Problem requirements:
Exactly reproduce the lines from the line that has "white sheep and" down to the last line of the entries, inclusive.

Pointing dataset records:
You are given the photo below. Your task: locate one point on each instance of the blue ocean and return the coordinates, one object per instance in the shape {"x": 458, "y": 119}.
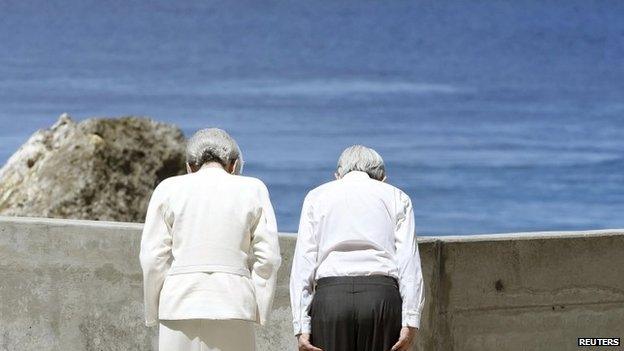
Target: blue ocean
{"x": 493, "y": 116}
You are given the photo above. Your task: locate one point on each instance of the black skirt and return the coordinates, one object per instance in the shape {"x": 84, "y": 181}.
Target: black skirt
{"x": 361, "y": 313}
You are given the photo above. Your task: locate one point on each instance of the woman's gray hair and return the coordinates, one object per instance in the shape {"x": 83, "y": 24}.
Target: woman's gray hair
{"x": 213, "y": 145}
{"x": 361, "y": 158}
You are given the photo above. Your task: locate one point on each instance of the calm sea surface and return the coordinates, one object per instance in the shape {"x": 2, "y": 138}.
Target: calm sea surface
{"x": 494, "y": 116}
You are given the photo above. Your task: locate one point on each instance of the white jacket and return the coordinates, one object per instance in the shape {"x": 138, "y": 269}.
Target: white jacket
{"x": 209, "y": 248}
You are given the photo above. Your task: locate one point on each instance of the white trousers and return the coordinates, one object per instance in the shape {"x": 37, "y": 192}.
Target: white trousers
{"x": 206, "y": 335}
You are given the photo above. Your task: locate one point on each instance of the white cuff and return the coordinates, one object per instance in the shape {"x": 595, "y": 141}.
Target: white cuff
{"x": 301, "y": 327}
{"x": 411, "y": 318}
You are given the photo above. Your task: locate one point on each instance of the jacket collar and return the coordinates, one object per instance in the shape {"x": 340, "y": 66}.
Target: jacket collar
{"x": 356, "y": 175}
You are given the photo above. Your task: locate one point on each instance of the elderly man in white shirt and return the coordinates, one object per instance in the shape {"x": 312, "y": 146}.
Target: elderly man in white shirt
{"x": 356, "y": 282}
{"x": 209, "y": 251}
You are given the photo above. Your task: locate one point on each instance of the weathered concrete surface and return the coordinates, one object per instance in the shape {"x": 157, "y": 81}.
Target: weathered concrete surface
{"x": 76, "y": 285}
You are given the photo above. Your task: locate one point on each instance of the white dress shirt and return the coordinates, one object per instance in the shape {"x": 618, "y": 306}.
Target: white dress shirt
{"x": 351, "y": 227}
{"x": 209, "y": 248}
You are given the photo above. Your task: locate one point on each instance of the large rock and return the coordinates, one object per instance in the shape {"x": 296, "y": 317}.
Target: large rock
{"x": 101, "y": 169}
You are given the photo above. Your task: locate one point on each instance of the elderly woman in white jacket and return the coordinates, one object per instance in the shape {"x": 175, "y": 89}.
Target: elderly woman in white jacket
{"x": 209, "y": 251}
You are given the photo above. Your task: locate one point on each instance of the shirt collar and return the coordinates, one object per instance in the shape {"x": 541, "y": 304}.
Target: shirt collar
{"x": 356, "y": 175}
{"x": 212, "y": 170}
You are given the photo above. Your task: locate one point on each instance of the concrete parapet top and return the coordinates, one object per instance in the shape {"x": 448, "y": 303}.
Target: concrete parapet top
{"x": 285, "y": 235}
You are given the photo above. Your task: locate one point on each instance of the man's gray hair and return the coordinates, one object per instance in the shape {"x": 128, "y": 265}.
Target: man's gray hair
{"x": 213, "y": 145}
{"x": 361, "y": 158}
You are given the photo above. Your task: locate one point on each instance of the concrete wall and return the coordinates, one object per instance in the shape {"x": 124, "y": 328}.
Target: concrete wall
{"x": 76, "y": 285}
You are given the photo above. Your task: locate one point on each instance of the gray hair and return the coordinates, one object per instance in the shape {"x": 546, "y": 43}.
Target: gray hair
{"x": 213, "y": 145}
{"x": 361, "y": 158}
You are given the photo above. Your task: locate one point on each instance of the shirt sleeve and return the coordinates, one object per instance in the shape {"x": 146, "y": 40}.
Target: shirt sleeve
{"x": 266, "y": 256}
{"x": 155, "y": 255}
{"x": 303, "y": 270}
{"x": 411, "y": 284}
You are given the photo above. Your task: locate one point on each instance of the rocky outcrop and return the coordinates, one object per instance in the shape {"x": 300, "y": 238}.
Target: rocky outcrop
{"x": 101, "y": 169}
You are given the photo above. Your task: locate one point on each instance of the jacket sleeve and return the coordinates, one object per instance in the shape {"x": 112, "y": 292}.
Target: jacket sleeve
{"x": 303, "y": 271}
{"x": 266, "y": 256}
{"x": 155, "y": 255}
{"x": 411, "y": 284}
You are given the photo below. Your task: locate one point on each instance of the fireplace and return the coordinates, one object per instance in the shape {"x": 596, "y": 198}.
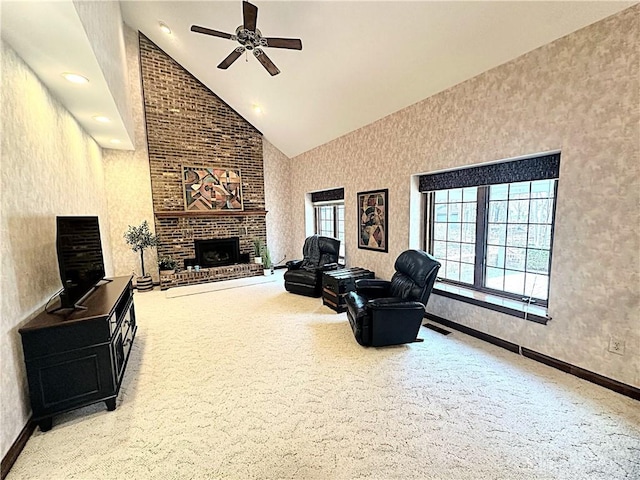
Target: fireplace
{"x": 217, "y": 252}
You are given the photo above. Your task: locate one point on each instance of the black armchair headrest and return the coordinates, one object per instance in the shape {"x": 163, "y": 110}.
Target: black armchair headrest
{"x": 319, "y": 251}
{"x": 415, "y": 275}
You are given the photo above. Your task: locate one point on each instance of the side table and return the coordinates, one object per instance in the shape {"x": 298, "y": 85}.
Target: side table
{"x": 336, "y": 283}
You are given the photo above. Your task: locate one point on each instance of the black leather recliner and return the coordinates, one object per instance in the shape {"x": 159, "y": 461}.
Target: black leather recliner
{"x": 304, "y": 277}
{"x": 390, "y": 313}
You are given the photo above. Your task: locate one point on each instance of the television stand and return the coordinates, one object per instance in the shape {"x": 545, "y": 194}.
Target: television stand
{"x": 79, "y": 358}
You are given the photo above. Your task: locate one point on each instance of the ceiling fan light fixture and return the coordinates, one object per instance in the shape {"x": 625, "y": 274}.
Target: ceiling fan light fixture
{"x": 164, "y": 28}
{"x": 75, "y": 78}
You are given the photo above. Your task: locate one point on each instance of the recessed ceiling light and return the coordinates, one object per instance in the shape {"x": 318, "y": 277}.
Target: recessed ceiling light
{"x": 75, "y": 78}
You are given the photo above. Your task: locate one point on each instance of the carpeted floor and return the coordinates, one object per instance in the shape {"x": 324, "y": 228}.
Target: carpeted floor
{"x": 257, "y": 383}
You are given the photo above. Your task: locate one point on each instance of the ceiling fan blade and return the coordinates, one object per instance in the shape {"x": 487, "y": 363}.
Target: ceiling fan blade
{"x": 232, "y": 57}
{"x": 208, "y": 31}
{"x": 250, "y": 16}
{"x": 291, "y": 43}
{"x": 266, "y": 62}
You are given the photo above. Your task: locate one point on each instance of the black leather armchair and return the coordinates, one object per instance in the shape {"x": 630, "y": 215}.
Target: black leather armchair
{"x": 304, "y": 277}
{"x": 385, "y": 312}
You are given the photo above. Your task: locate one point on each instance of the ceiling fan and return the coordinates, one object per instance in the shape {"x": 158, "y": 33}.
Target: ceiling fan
{"x": 250, "y": 38}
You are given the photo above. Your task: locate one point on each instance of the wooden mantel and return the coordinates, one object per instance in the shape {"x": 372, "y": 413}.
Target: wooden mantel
{"x": 213, "y": 213}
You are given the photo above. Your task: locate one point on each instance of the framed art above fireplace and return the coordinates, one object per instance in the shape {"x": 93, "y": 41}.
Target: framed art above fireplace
{"x": 373, "y": 211}
{"x": 212, "y": 189}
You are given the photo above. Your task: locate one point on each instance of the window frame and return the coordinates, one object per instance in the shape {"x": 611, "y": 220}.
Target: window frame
{"x": 481, "y": 243}
{"x": 336, "y": 204}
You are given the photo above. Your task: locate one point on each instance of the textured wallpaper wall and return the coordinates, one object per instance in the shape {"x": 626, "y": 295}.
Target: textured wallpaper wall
{"x": 49, "y": 167}
{"x": 579, "y": 94}
{"x": 277, "y": 174}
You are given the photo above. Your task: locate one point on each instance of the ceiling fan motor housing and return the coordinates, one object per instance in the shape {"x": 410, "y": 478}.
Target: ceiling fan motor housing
{"x": 249, "y": 39}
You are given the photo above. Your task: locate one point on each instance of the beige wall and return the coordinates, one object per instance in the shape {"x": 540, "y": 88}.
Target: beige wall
{"x": 277, "y": 172}
{"x": 128, "y": 178}
{"x": 49, "y": 167}
{"x": 578, "y": 94}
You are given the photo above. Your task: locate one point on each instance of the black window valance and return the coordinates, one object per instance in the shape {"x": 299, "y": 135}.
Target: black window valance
{"x": 328, "y": 195}
{"x": 524, "y": 170}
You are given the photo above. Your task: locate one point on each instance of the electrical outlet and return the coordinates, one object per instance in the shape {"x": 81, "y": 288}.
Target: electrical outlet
{"x": 616, "y": 346}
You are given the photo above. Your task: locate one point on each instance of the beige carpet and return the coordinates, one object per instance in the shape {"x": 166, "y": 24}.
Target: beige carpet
{"x": 257, "y": 383}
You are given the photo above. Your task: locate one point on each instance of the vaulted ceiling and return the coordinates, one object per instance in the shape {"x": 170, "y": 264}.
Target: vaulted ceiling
{"x": 360, "y": 60}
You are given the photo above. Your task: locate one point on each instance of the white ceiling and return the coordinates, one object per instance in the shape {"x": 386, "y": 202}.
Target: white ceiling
{"x": 360, "y": 60}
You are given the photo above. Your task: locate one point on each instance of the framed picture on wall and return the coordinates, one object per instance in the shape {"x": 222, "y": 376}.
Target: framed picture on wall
{"x": 373, "y": 211}
{"x": 211, "y": 189}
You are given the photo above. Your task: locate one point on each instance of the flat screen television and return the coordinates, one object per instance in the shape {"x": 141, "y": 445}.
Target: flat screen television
{"x": 79, "y": 257}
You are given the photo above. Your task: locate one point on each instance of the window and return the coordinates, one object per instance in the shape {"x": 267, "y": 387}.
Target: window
{"x": 328, "y": 206}
{"x": 497, "y": 237}
{"x": 329, "y": 221}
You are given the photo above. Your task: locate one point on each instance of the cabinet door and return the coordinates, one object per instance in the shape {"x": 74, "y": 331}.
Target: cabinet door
{"x": 64, "y": 381}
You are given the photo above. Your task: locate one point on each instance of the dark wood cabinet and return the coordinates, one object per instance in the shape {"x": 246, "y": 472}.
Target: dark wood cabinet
{"x": 79, "y": 358}
{"x": 336, "y": 284}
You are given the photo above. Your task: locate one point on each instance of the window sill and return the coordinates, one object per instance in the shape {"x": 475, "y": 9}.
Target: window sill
{"x": 533, "y": 313}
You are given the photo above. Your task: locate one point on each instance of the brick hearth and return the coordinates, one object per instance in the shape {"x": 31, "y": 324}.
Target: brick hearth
{"x": 207, "y": 275}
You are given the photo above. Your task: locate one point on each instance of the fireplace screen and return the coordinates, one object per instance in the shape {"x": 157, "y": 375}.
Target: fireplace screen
{"x": 217, "y": 252}
{"x": 211, "y": 189}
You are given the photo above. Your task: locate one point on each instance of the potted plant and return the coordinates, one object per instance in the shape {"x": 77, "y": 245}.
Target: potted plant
{"x": 167, "y": 265}
{"x": 266, "y": 260}
{"x": 141, "y": 238}
{"x": 257, "y": 250}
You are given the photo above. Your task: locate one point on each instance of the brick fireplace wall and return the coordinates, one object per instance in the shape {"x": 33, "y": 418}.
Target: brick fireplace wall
{"x": 187, "y": 124}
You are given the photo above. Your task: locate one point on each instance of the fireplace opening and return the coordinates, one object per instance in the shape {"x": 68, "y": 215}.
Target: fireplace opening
{"x": 217, "y": 252}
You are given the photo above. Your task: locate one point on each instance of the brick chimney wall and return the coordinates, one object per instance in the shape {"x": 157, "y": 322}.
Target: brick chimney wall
{"x": 187, "y": 124}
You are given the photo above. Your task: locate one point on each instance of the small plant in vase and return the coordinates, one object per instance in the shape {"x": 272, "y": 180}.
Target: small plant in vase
{"x": 257, "y": 250}
{"x": 266, "y": 260}
{"x": 167, "y": 265}
{"x": 141, "y": 238}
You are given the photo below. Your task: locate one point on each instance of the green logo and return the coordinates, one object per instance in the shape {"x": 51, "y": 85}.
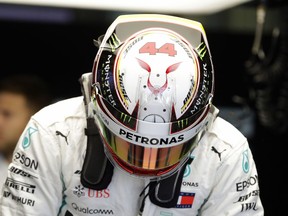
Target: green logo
{"x": 26, "y": 140}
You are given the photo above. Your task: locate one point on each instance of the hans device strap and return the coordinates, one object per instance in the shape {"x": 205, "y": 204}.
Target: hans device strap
{"x": 165, "y": 193}
{"x": 97, "y": 170}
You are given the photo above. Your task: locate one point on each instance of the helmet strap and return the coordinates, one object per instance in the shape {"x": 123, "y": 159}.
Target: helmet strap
{"x": 97, "y": 171}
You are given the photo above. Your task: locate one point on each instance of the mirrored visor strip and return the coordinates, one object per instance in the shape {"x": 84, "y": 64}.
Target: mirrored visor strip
{"x": 146, "y": 140}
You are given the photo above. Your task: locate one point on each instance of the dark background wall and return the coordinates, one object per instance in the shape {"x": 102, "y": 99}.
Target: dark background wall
{"x": 61, "y": 49}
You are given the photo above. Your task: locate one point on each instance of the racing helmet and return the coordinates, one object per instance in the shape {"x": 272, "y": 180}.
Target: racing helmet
{"x": 152, "y": 87}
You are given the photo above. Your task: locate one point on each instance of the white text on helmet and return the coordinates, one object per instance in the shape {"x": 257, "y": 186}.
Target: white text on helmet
{"x": 150, "y": 141}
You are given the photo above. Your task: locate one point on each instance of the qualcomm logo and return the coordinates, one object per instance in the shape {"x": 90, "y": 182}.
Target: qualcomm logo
{"x": 26, "y": 140}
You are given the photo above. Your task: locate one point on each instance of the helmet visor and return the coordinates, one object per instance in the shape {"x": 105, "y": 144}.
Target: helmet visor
{"x": 144, "y": 161}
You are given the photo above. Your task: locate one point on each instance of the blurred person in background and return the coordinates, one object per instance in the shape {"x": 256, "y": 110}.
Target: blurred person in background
{"x": 21, "y": 95}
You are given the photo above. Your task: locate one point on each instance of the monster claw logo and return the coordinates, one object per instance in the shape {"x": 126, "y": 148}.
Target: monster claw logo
{"x": 125, "y": 118}
{"x": 201, "y": 50}
{"x": 182, "y": 123}
{"x": 114, "y": 42}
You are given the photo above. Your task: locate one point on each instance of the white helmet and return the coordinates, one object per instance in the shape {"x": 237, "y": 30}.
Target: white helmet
{"x": 152, "y": 87}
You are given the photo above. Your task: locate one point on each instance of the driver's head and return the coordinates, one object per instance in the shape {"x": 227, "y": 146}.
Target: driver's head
{"x": 152, "y": 88}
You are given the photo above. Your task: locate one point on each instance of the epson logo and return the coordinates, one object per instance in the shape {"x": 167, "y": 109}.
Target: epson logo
{"x": 21, "y": 186}
{"x": 18, "y": 171}
{"x": 151, "y": 141}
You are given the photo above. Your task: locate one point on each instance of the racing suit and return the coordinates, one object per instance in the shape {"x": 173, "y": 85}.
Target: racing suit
{"x": 44, "y": 176}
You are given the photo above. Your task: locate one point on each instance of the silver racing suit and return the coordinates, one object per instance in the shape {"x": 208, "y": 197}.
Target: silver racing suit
{"x": 44, "y": 176}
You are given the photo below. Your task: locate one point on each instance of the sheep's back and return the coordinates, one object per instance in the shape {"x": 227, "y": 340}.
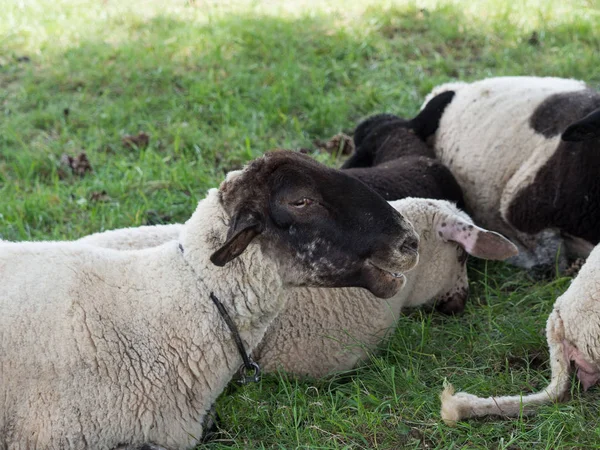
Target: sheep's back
{"x": 413, "y": 176}
{"x": 485, "y": 136}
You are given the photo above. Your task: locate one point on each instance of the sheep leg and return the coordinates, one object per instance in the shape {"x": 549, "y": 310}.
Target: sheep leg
{"x": 462, "y": 405}
{"x": 140, "y": 447}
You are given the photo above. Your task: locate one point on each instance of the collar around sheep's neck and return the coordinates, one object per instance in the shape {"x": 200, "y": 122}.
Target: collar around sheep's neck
{"x": 249, "y": 371}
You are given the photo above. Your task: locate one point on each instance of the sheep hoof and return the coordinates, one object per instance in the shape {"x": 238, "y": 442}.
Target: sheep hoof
{"x": 454, "y": 406}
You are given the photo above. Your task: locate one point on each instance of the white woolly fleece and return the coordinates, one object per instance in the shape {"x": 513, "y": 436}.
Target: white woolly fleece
{"x": 326, "y": 330}
{"x": 71, "y": 376}
{"x": 484, "y": 137}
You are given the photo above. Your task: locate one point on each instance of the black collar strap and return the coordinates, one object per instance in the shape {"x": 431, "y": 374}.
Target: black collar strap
{"x": 249, "y": 372}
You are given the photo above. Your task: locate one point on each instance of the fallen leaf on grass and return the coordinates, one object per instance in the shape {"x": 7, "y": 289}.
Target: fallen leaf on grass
{"x": 79, "y": 165}
{"x": 99, "y": 196}
{"x": 155, "y": 218}
{"x": 340, "y": 144}
{"x": 140, "y": 140}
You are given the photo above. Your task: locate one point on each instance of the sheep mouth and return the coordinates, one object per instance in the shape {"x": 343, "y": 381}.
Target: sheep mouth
{"x": 381, "y": 282}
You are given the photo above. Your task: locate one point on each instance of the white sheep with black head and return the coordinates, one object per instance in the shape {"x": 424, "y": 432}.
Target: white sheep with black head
{"x": 104, "y": 348}
{"x": 322, "y": 331}
{"x": 526, "y": 153}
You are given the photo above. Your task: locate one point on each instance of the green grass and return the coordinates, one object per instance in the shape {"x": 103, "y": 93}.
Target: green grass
{"x": 215, "y": 85}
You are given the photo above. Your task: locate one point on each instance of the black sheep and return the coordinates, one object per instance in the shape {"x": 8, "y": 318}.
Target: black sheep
{"x": 393, "y": 158}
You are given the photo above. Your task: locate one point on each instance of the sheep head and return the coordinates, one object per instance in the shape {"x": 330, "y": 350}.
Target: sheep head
{"x": 324, "y": 228}
{"x": 448, "y": 236}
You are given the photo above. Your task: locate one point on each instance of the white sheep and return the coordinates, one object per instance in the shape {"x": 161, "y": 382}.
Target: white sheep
{"x": 526, "y": 152}
{"x": 327, "y": 330}
{"x": 573, "y": 333}
{"x": 102, "y": 348}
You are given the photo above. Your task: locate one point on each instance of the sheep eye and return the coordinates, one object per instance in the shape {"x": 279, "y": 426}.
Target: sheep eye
{"x": 302, "y": 203}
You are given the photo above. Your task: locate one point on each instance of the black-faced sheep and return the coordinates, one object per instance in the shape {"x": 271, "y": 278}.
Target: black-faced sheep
{"x": 526, "y": 152}
{"x": 393, "y": 158}
{"x": 327, "y": 330}
{"x": 573, "y": 333}
{"x": 103, "y": 348}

The result:
You are given the photo above. Your task: locate one point on each instance of the white sheep and return the coordinates, one object per instance in the shape {"x": 161, "y": 382}.
Target: white sheep
{"x": 526, "y": 152}
{"x": 327, "y": 330}
{"x": 573, "y": 333}
{"x": 102, "y": 348}
You are given the photo above. Your task: locate one point on each instance of the sheep eye and return the coordinates, one object per instance in the shape {"x": 279, "y": 426}.
Target: sheep eye
{"x": 302, "y": 203}
You are given the photo above. Your task: locate one point on each instance of the black-faced sheep and return the coordinates, one object per instance in the shape {"x": 271, "y": 278}.
Target: black-faced sheep
{"x": 526, "y": 152}
{"x": 393, "y": 158}
{"x": 327, "y": 330}
{"x": 573, "y": 333}
{"x": 103, "y": 348}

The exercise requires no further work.